**** Data

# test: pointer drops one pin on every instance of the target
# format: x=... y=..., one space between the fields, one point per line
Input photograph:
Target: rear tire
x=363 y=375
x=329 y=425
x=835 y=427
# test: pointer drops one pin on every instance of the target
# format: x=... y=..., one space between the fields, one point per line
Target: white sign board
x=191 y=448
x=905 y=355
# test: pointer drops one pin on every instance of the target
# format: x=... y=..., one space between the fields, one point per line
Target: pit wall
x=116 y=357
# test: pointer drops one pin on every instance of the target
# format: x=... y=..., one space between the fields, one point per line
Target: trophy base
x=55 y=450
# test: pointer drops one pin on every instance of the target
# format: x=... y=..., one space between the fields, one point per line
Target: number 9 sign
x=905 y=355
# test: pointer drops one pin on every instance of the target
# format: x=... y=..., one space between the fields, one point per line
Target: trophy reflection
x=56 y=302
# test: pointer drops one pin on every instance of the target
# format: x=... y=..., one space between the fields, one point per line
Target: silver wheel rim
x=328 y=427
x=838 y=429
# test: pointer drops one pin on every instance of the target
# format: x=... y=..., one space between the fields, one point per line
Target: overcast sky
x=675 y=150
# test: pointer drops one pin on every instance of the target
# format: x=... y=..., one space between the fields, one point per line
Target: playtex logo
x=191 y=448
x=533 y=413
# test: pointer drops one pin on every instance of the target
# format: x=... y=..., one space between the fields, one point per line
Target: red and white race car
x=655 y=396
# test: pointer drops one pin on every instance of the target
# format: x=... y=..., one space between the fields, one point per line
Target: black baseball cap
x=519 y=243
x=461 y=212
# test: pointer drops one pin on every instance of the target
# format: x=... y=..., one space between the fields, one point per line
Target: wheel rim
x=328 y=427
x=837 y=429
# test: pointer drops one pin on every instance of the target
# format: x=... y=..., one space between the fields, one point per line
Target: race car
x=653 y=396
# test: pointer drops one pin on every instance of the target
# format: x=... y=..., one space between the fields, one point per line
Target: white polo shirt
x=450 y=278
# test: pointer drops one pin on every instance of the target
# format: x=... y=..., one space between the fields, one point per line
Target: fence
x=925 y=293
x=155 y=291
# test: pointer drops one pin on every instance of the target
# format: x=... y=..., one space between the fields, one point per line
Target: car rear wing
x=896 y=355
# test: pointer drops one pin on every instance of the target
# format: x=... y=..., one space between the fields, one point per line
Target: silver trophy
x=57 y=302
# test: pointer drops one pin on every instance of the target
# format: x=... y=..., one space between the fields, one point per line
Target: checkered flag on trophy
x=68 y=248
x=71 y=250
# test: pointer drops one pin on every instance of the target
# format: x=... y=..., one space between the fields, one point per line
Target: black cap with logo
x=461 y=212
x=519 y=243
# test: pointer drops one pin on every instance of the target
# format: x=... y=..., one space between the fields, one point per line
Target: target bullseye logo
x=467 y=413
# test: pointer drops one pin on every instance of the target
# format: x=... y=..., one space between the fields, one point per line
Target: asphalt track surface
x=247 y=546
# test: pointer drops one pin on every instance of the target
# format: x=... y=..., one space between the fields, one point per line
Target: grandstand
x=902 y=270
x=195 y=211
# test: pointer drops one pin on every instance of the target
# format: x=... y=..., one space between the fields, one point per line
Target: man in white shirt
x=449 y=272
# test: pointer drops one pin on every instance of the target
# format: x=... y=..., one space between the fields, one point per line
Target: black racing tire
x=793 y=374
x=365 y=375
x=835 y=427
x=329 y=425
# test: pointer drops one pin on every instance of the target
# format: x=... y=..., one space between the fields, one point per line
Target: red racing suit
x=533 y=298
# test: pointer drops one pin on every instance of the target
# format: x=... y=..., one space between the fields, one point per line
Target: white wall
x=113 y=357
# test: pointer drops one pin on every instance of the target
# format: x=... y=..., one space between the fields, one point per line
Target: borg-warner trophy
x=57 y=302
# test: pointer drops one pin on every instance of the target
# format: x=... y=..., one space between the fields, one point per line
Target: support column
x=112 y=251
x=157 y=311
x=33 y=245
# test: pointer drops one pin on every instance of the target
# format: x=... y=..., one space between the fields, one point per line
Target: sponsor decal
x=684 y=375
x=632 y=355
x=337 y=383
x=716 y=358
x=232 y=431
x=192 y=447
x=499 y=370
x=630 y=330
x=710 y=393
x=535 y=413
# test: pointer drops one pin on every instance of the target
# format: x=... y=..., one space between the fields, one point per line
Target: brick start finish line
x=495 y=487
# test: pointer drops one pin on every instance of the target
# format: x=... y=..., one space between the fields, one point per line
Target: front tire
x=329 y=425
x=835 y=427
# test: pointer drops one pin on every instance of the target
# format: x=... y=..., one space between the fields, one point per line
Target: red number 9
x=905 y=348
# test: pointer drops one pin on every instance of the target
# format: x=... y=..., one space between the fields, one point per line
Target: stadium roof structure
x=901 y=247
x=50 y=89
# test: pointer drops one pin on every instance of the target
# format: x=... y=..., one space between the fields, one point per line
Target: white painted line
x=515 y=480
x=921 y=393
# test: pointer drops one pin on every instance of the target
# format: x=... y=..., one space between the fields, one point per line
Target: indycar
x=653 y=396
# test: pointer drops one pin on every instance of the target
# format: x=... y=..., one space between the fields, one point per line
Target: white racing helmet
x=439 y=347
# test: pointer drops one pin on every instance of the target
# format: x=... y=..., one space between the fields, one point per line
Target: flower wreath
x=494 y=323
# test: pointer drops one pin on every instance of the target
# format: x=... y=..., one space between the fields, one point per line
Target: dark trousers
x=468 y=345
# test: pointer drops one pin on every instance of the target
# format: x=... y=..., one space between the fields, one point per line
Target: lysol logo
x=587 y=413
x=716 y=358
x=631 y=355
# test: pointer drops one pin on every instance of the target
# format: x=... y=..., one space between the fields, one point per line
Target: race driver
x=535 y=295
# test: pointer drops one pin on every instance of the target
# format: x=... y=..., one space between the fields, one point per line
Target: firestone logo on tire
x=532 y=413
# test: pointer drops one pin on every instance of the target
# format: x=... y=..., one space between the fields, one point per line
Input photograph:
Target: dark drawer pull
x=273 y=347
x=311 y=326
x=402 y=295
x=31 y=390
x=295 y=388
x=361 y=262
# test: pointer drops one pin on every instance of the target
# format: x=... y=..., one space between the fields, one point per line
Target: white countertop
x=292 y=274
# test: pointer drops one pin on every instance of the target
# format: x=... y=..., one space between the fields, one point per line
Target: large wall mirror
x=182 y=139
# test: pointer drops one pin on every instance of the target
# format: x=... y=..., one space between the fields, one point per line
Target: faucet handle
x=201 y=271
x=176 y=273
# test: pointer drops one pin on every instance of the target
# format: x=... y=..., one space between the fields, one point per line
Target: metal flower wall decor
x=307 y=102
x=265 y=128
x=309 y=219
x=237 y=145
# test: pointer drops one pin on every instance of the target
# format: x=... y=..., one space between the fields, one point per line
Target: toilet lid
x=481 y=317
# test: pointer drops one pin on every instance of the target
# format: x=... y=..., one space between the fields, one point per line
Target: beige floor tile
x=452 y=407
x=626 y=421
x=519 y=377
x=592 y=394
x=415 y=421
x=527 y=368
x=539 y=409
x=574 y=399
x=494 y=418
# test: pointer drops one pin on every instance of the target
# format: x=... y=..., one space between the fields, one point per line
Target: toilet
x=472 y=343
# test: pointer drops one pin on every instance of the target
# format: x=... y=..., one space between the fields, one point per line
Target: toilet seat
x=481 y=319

********

| What you have to do |
Word for word, write out all of the entries again.

| Response for this exercise |
# test: pointer drops one pin on every instance of the target
# format: x=... y=..., one space between the fields, one point per line
Input photograph:
Target: rear tire
x=363 y=375
x=329 y=425
x=835 y=427
# test: pointer drops one pin on every instance of the target
# format: x=... y=..., one space between the fields, one point per line
Target: white sign board
x=191 y=448
x=905 y=355
# test: pointer drops one pin on every instance of the target
# format: x=... y=..., one space between the fields, one point per line
Target: pit wall
x=116 y=357
# test: pointer drops one pin on every instance of the target
# format: x=... y=..., one space between the fields, one point per line
Target: trophy base
x=55 y=450
# test: pointer drops one pin on every instance of the target
# format: x=... y=..., one space between the fields, one point per line
Target: number 9 sign
x=905 y=355
# test: pointer drops one pin on every instance of the target
# format: x=... y=..., one space between the fields, one point per line
Target: trophy reflection
x=56 y=302
# test: pointer drops one pin on every instance of the target
# format: x=... y=..., one space between the fields, one point per line
Target: silver wheel rim
x=328 y=427
x=838 y=429
# test: pointer drops one pin on every instance of the target
# format: x=... y=..., one space between the fields, one point per line
Target: overcast sky
x=675 y=150
# test: pointer drops one pin on every instance of the target
# format: x=... y=..., one space between the fields, one point per line
Target: playtex logo
x=191 y=448
x=533 y=413
# test: pointer drops one pin on every instance of the target
# format: x=... y=..., one space between the fields, one point per line
Target: red and white race car
x=655 y=396
# test: pointer drops one pin on every instance of the target
# format: x=... y=..., one space between the fields, one point per line
Target: black baseball cap
x=519 y=243
x=461 y=212
# test: pointer drops one pin on every instance of the target
# format: x=... y=..., one space between the fields, one point per line
Target: wheel rim
x=328 y=427
x=837 y=429
# test: pointer drops one pin on every instance of the target
# format: x=... y=..., one space between the fields, one point per line
Target: race car
x=653 y=396
# test: pointer drops one pin on every instance of the target
# format: x=... y=..., one space between the fields, one point per line
Target: white polo shirt
x=450 y=278
# test: pointer drops one pin on every instance of the target
# format: x=... y=..., one space between the fields, one point per line
Target: fence
x=925 y=293
x=155 y=291
# test: pointer drops one pin on every instance of the target
# format: x=... y=..., one space between the fields, one point per line
Target: car rear wing
x=896 y=355
# test: pointer drops one pin on every instance of the target
# format: x=... y=..., one space between the fields, one point per line
Target: silver trophy
x=57 y=302
# test: pointer drops one pin on every instance of the target
# format: x=... y=..., one space between the fields, one point per line
Target: checkered flag on trophy
x=68 y=248
x=71 y=250
# test: pointer drops one pin on every instance of the target
# format: x=... y=..., one space between the fields, one point per line
Target: black cap with logo
x=461 y=212
x=519 y=243
# test: pointer drops one pin on every instance of the target
# format: x=... y=..., one space between the fields, one point per line
Target: target bullseye logo
x=467 y=413
# test: pointer drops one pin on every instance of the target
# format: x=... y=..., one space between the fields, one point per line
Target: asphalt track surface
x=247 y=546
# test: pointer drops one pin on every instance of the target
# format: x=... y=..., one space between the fields, one point per line
Target: grandstand
x=902 y=270
x=195 y=211
# test: pointer drops one pin on every instance of the target
# format: x=... y=..., one space between the fields, one point per line
Target: man in white shirt
x=449 y=272
# test: pointer drops one pin on every instance of the target
# format: x=... y=..., one space between the fields, one point per line
Target: black racing tire
x=793 y=374
x=365 y=375
x=835 y=427
x=329 y=425
# test: pointer drops one pin on every instance of the target
# format: x=... y=..., one space between the fields, one point per line
Target: red racing suit
x=533 y=298
# test: pointer drops one pin on every instance of the target
# format: x=... y=..., one space between the fields, one point per line
Target: white wall
x=113 y=357
# test: pointer drops one pin on every instance of the target
# format: x=... y=..., one space between the fields, one point per line
Target: borg-warner trophy
x=57 y=302
# test: pointer drops one pin on every instance of the target
# format: x=... y=..., one space between the fields, one point per line
Target: support column
x=112 y=251
x=157 y=311
x=33 y=245
# test: pointer drops one pin on every instance of the target
# format: x=... y=..., one space between the fields, one point per line
Target: sponsor decal
x=684 y=375
x=632 y=355
x=337 y=383
x=716 y=358
x=232 y=431
x=192 y=447
x=499 y=370
x=630 y=330
x=710 y=393
x=535 y=413
# test: pointer drops one pin on every instance of the target
# format: x=... y=..., one space between the fields, one point per line
Target: brick start finish line
x=495 y=487
# test: pointer drops one pin on every instance of the target
# format: x=... y=..., one space between the fields, one point per line
Target: front tire
x=329 y=425
x=835 y=427
# test: pointer drops one pin on every instance of the target
# format: x=... y=..., one space between the fields, one point per line
Target: red number 9
x=905 y=348
# test: pointer drops one pin on every instance of the target
# format: x=... y=..., one space between the fields, one point per line
Target: stadium roof structure
x=901 y=247
x=50 y=89
# test: pointer drops one pin on every instance of the target
# format: x=... y=..., one space between the fields, one point per line
Target: white painted line
x=515 y=480
x=921 y=393
# test: pointer drops one pin on every instance of the target
# format: x=... y=..., one space between the fields, one point per line
Target: indycar
x=653 y=396
# test: pointer drops one pin on every instance of the target
# format: x=... y=..., one space between the fields, one point per line
Target: white racing helmet
x=439 y=347
# test: pointer drops one pin on every instance of the target
# format: x=... y=..., one space between the fields, one point per line
Target: flower wreath
x=494 y=323
# test: pointer drops one pin on every instance of the target
# format: x=... y=..., one space between the fields, one point per line
Target: dark trousers
x=468 y=345
# test: pointer drops one pin on every instance of the target
# format: x=... y=..., one space between the fields, one point per line
Target: lysol logo
x=587 y=413
x=716 y=358
x=631 y=355
# test: pointer drops one pin on every instance of the target
# format: x=... y=..., one space between the fields, one point per line
Target: race driver
x=535 y=295
# test: pointer drops one pin on every instance of the target
# format: x=... y=..., one space between the fields, one point per line
Target: firestone logo on tire
x=532 y=413
# test: pointer drops one pin on every instance of the target
# format: x=... y=..., one space between the fields, one point per line
Input photograph:
Target: dark drawer pull
x=273 y=347
x=311 y=326
x=402 y=295
x=31 y=390
x=295 y=388
x=361 y=262
# test: pointer drops one pin on every instance of the target
# format: x=... y=..., one space between the fields, one point per line
Target: white countertop
x=292 y=274
# test: pointer drops one pin on every instance of the target
# format: x=... y=..., one space between the fields, one point per line
Target: large wall mirror
x=182 y=139
# test: pointer drops one pin on every instance of the target
# format: x=... y=..., one space between the fields, one point per line
Target: faucet handle
x=201 y=271
x=176 y=273
# test: pointer drops one pin on every instance of the target
# format: x=... y=..., one space between the fields, one point per line
Target: metal flower wall decor
x=307 y=102
x=265 y=128
x=309 y=219
x=237 y=145
# test: pointer drops one pin on every instance of the target
# format: x=... y=..., one space between the fields, one point per line
Target: toilet lid
x=481 y=317
# test: pointer drops one pin on every instance of the target
# format: x=... y=..., one space between the fields, one point per line
Target: beige floor tile
x=452 y=407
x=626 y=421
x=519 y=377
x=592 y=394
x=415 y=421
x=527 y=368
x=539 y=409
x=574 y=399
x=494 y=418
# test: pointer drops one pin on every instance of the target
# format: x=... y=..., one space between the fields, one point per line
Target: toilet
x=472 y=343
# test: pointer drops one pin on every instance of the target
# format: x=... y=..., one space between the fields, one point per line
Target: toilet seat
x=481 y=319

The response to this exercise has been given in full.